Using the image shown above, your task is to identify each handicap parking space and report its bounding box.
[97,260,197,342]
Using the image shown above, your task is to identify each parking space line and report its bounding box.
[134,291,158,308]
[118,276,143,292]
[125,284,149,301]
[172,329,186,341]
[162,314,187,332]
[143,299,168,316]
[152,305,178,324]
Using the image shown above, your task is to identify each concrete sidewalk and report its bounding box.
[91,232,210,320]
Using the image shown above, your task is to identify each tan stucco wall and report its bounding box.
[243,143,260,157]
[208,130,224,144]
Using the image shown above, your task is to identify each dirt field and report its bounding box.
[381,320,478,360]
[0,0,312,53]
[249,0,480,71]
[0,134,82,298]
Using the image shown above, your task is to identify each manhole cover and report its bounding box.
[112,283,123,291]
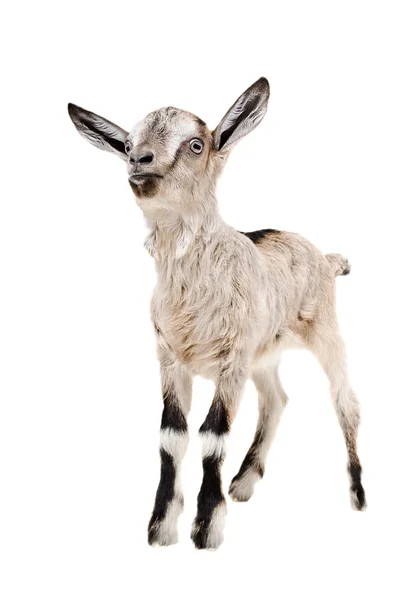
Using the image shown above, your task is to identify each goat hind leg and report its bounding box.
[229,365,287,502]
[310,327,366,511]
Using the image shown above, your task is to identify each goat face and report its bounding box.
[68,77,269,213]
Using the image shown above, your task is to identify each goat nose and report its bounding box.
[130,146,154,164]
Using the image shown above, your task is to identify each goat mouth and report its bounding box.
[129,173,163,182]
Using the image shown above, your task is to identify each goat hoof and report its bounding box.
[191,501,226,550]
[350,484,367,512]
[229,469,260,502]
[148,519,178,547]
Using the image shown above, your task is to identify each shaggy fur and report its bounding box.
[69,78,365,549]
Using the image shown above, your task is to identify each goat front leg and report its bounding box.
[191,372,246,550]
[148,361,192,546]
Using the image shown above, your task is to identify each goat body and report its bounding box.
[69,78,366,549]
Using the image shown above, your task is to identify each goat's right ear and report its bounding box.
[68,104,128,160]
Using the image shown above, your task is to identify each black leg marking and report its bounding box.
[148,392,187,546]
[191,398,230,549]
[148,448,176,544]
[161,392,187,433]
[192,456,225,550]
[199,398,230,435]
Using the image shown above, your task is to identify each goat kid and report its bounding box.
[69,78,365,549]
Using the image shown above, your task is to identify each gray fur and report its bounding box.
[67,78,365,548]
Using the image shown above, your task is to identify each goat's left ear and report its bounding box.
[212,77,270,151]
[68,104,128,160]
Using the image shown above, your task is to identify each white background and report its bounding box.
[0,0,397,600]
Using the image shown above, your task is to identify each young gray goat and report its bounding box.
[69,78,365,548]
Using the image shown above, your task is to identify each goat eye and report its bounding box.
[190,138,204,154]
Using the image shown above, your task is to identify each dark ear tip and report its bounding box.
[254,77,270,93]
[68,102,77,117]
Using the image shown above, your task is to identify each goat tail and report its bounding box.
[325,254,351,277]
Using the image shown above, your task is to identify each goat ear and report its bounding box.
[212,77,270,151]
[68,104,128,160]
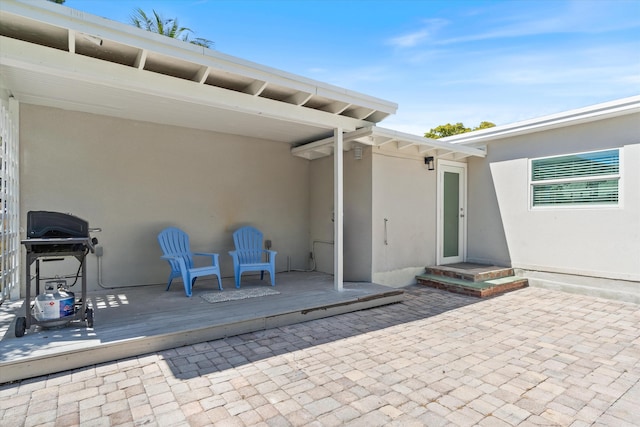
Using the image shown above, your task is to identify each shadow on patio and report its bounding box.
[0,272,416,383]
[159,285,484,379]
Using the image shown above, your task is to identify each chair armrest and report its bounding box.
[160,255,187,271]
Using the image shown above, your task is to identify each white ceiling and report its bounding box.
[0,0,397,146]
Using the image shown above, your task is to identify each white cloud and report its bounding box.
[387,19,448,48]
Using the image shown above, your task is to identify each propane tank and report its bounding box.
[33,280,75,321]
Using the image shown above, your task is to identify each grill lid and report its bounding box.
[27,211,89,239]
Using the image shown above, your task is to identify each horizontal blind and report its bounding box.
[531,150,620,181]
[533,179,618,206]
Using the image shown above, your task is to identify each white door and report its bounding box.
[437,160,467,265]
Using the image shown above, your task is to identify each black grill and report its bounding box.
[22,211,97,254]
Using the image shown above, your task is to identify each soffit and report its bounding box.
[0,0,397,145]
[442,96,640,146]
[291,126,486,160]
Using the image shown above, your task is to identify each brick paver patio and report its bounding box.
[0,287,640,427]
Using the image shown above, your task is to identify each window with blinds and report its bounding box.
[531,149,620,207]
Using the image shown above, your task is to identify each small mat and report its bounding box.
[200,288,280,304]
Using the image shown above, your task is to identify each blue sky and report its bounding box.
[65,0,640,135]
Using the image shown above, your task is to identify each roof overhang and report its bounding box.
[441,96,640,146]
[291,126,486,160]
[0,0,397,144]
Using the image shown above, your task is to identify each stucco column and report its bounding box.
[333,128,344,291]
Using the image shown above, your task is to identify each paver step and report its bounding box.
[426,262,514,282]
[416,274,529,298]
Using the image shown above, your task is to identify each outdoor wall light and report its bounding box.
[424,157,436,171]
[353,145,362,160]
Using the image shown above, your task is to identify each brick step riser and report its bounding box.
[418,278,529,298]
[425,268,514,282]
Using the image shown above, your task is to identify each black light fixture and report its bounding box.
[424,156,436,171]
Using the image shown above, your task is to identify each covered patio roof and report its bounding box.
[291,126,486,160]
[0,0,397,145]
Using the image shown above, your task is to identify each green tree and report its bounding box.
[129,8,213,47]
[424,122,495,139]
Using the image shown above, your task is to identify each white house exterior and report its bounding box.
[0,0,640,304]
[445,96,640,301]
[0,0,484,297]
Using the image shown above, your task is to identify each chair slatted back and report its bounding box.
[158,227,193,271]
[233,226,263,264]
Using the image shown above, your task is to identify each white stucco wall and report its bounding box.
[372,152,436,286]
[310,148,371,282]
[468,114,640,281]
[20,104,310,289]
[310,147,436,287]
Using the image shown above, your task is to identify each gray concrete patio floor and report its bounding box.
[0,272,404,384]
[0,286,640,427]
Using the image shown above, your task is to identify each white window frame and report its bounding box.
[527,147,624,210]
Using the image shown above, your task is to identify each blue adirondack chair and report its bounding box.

====

DESCRIPTION OF THE TASK -
Replace "bounding box" with "enclosing rectangle" throughout the data above and write it out again, changing nothing else. Leave the pictures out of your answer.

OUTPUT OF THE TASK -
Using the image shown above, your task is to identify each handicap parking space and report its enclosing rectangle.
[97,260,197,342]
Using the image shown above, your task is to identify each parking space line and report its enclosing rectangle.
[134,291,158,308]
[118,276,143,292]
[125,284,149,301]
[172,329,186,341]
[162,314,187,332]
[143,299,168,316]
[152,305,178,324]
Using the image shown above, your task is to identify each concrete sidewalk and report its enclosing rectangle.
[91,232,210,320]
Using the image shown above, your task is to identify each tan stucco wall and report its enclosing rectangle.
[243,143,260,157]
[208,130,224,144]
Using the image shown above, your task is to identify each dirt field and report its enclosing rectangle.
[381,320,478,360]
[0,0,312,53]
[249,0,480,71]
[0,134,82,298]
Using the image shown above, your task is to identify each manhole cover and report its enclosing rectangle.
[112,283,123,291]
Using the image shown above, your task is to identify each goat hind leg and report its enclosing rectangle.
[229,365,287,502]
[310,327,366,511]
Using the image shown above, your task is to identify each goat face and report its enclosing rectangle.
[68,77,269,213]
Using the image shown above, your task is to identify each goat nose and report its enclosing rectangle.
[130,146,154,164]
Using the image shown above, your task is to identify each goat mouth and report its enclosing rectangle.
[129,173,163,182]
Using the image shown above, your task is to identify each goat hoof and report its enclosing rectangle.
[191,501,226,550]
[350,484,367,512]
[229,469,260,502]
[148,519,178,547]
Using the image shown above, your task is to identify each shaggy fur and report its enclosing rectangle.
[69,78,365,549]
Using the image shown above, your task is to identify each goat front leg and report its enclosing rectangle.
[191,372,246,550]
[148,361,192,546]
Using the image shown above, your task is to identify each goat body and report its enclosing rectangle.
[69,78,366,549]
Using the image shown above, your task is to identify each goat's right ear and report its enclosing rectangle.
[68,104,128,160]
Using the image shown above, your task is to identify each black leg marking and report its enclosing rectangle.
[148,392,187,546]
[191,398,230,549]
[148,448,176,544]
[161,392,187,433]
[192,456,225,550]
[199,398,230,435]
Using the image shown above, your task is to identify each goat kid and report its enclosing rectangle.
[69,78,365,549]
Using the image shown above, your task is to identify each gray fur and report its enclosing rectangle.
[67,78,365,548]
Using the image shown above, your task is to identify each goat's left ear and report its enclosing rectangle.
[212,77,270,151]
[68,104,128,160]
Using the image shown above, your task is to identify each white background and report its enclosing rectangle.
[0,0,397,600]
Using the image shown above, your task is to identify each young gray goat and report its enclosing rectangle.
[69,78,365,548]
Using the image shown above, your task is to identify each goat eye and report its enclosing rectangle.
[190,138,204,154]
Using the image shown above, your task is to identify each dark ear tip and report its enclosing rectangle.
[254,77,270,93]
[68,102,77,117]
Using the image shown above, your task is to identify each goat tail and report its enclosing rectangle.
[325,254,351,277]
Using the image shown above, your task is to identify each goat ear and report its enclosing rectangle.
[212,77,270,151]
[68,104,128,160]
Using the image shown above, your task is to identify each shadow on patio and report its enclosing rectangle.
[0,272,416,383]
[159,285,484,379]
Using the image shown above, your task is to identify each chair armrest and report its enclosing rectangle.
[160,255,187,271]
Using the image shown above, your task is to identify each white ceiling and report its enclosing rectangle.
[0,0,397,146]
Using the image shown above, your task is to identify each white cloud and report its enclosing rectangle.
[387,19,448,48]
Using the image shown above, your task is to identify each propane tank and report its enclosing rectangle.
[33,280,75,321]
Using the image shown above, your task is to identify each grill lid and report its enclosing rectangle.
[27,211,89,239]
Using the image shown above, your task is to identify each horizontal blind and report its enclosing rectangle.
[531,150,620,181]
[533,179,618,206]
Using the image shown above, your task is to identify each white door and report its enclosing rectangle.
[437,160,467,265]
Using the image shown above, your task is to identify each black grill and report its enclosing rectangle.
[22,211,97,254]
Using the image shown above, your task is to identify each soffit and report its enclosing rectangle.
[0,0,397,145]
[442,96,640,146]
[291,126,486,160]
Using the image shown above, your task is to identify each brick paver patio and report its enclosing rectangle.
[0,287,640,427]
Using the image shown above, your task is to identify each window with blinds and report its enclosing rectangle.
[531,149,620,207]
Using the image shown above, your task is to identify each small mat and report its enclosing rectangle.
[200,288,280,304]
Using the image shown above, your task is to identify each blue sky and report its enclosing rectangle.
[65,0,640,135]
Using the image shown above, your task is to identify each roof overhang and report its enclosing rectangle.
[441,96,640,146]
[291,126,486,160]
[0,0,397,144]
Using the image shown above, your task is to identify each stucco column and report its enclosing rectangle.
[333,128,344,291]
Using the image shown above, your task is to identify each paver step and report its enclosing rectangle.
[426,262,514,282]
[416,274,529,298]
Using the image shown above, your task is to identify each outdoor wall light and report its enclosing rectangle.
[424,157,436,171]
[353,145,362,160]
Using the image shown above, your task is to identify each brick step riser and report its enclosing rectangle.
[418,278,529,298]
[425,268,514,282]
Using the image shown above, your task is to identify each black light fixture and report its enclosing rectangle.
[424,156,436,171]
Using the image shown above, your task is to identify each covered patio roof and report its enclosing rectangle.
[291,126,486,160]
[0,0,397,145]
Using the image shown above, your task is to identify each green tree and report its enclosing rectangle.
[129,8,213,47]
[424,122,495,139]
Using the image shown above, your task is to identify each white house exterior and report its enclosing rectangle.
[0,0,640,304]
[445,96,640,301]
[0,0,484,297]
Using the image shown above, your task is to identify each chair slatted back and report its enclosing rectangle.
[158,227,193,271]
[233,226,263,264]
Using the image shown above, your task is to identify each white stucco wall and report its enclosing rectangle.
[372,152,436,286]
[310,148,371,282]
[468,114,640,281]
[20,104,310,289]
[310,147,436,287]
Using the image shown above, your task is to identify each gray concrete patio floor and report its enclosing rectangle.
[0,272,404,384]
[0,286,640,427]
Using the image shown above, your task is to identify each white window frame and report its enclosing rectangle.
[527,147,624,210]
Using the image shown above, your task is to identify each blue adirondack chair and report its enclosing rectangle.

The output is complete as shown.